[[ SUPPLIED MATERIAL, beginning ]]

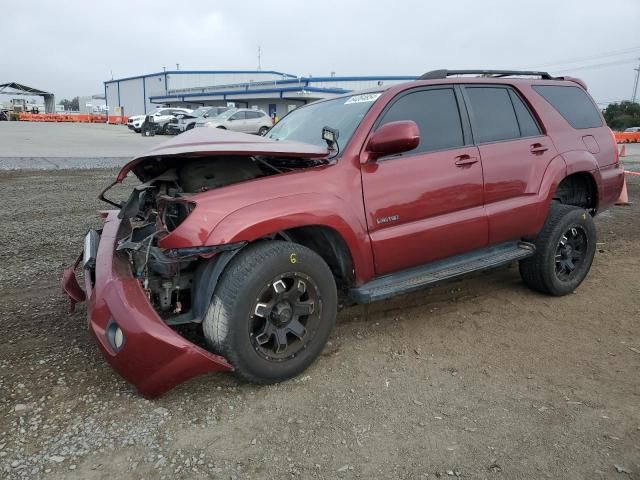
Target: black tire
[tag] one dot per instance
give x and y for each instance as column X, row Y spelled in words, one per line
column 235, row 326
column 548, row 270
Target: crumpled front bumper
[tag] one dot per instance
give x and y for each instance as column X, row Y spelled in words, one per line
column 153, row 357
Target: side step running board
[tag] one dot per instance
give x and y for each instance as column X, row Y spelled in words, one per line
column 415, row 278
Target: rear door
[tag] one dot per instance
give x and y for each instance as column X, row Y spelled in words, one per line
column 426, row 204
column 515, row 153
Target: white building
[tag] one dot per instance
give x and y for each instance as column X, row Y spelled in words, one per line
column 274, row 92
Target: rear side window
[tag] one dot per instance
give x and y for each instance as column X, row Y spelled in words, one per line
column 572, row 103
column 436, row 114
column 494, row 118
column 526, row 122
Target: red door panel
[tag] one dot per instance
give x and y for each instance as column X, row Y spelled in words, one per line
column 424, row 207
column 513, row 171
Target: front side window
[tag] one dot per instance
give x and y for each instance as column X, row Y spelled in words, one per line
column 436, row 113
column 572, row 103
column 493, row 115
column 238, row 116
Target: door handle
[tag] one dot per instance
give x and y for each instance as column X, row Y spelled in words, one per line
column 538, row 148
column 465, row 160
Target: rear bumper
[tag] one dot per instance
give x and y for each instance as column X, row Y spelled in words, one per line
column 153, row 357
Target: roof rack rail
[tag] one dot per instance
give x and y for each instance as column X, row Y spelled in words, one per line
column 442, row 74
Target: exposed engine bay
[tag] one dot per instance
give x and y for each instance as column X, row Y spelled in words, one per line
column 175, row 280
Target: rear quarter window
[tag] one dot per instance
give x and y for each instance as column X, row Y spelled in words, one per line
column 572, row 103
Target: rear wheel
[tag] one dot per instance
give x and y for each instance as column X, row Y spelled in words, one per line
column 273, row 311
column 564, row 251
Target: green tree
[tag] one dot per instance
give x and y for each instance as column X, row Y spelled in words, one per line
column 622, row 115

[[ SUPPLIED MATERIAL, end ]]

# [DIRECTIONS FOR THIS TASK]
The reply must hold every line above exactly as written and none of the pictures.

# [WRITTEN ANSWER]
Target: black tire
[tag] one dot per instance
give x and y for each instance as column X, row Y spelled in words, one per line
column 235, row 326
column 548, row 270
Target: crumpled front bumper
[tag] one dot per instance
give x and y for each instance as column X, row Y spelled in words, one per line
column 153, row 357
Target: side step running board
[tag] one dot per instance
give x and y for each instance as column X, row Y spelled in words, one per line
column 415, row 278
Target: rear door
[tag] one dot per instance
give x and y for each instance as column X, row Y spelled in words, one per line
column 426, row 204
column 515, row 153
Target: white building
[tag] one dot per instance
give x and y for each instance as column X, row Y spelled in words, one per line
column 274, row 92
Target: rear side window
[tag] one dot per instance
give x and y for each instance as column X, row Y spelled in words, one per line
column 572, row 103
column 436, row 114
column 494, row 118
column 526, row 122
Target: red door panel
[tag] one dot per instance
give x and y for each instance as column X, row Y spelled in words, one per line
column 424, row 207
column 513, row 171
Target: front side window
[tag] one dot per instance
give x and y for each instance as column X, row Y spelled in words, one per line
column 436, row 113
column 572, row 103
column 493, row 115
column 238, row 116
Target: door handle
[tag] one dot per instance
give x and y for each instance as column X, row Y spelled in words, one per line
column 538, row 148
column 465, row 160
Target: rear bumper
[tag] one dot per instance
give x and y for each instance as column X, row Y spelled in words, one per line
column 153, row 357
Target: roof rack rail
[tag] one dot per instance
give x and y for each instance as column X, row Y spelled in words, one per line
column 442, row 74
Target: exposed engine bay
[tag] one dot per instance
give x and y for each instance as column X, row Y spelled in words, one per line
column 175, row 280
Target: rear quarter window
[tag] one dot per instance
give x and y for each instance as column X, row Y spelled in words, one per line
column 572, row 103
Target: rear wheel
[tag] one dot per instance
give x and y for each instance as column X, row Y spelled in words, one per line
column 273, row 311
column 564, row 251
Target: green tree
[tag] one dot per instance
give x and y for each instance as column X, row Y spelled in words, one per line
column 622, row 115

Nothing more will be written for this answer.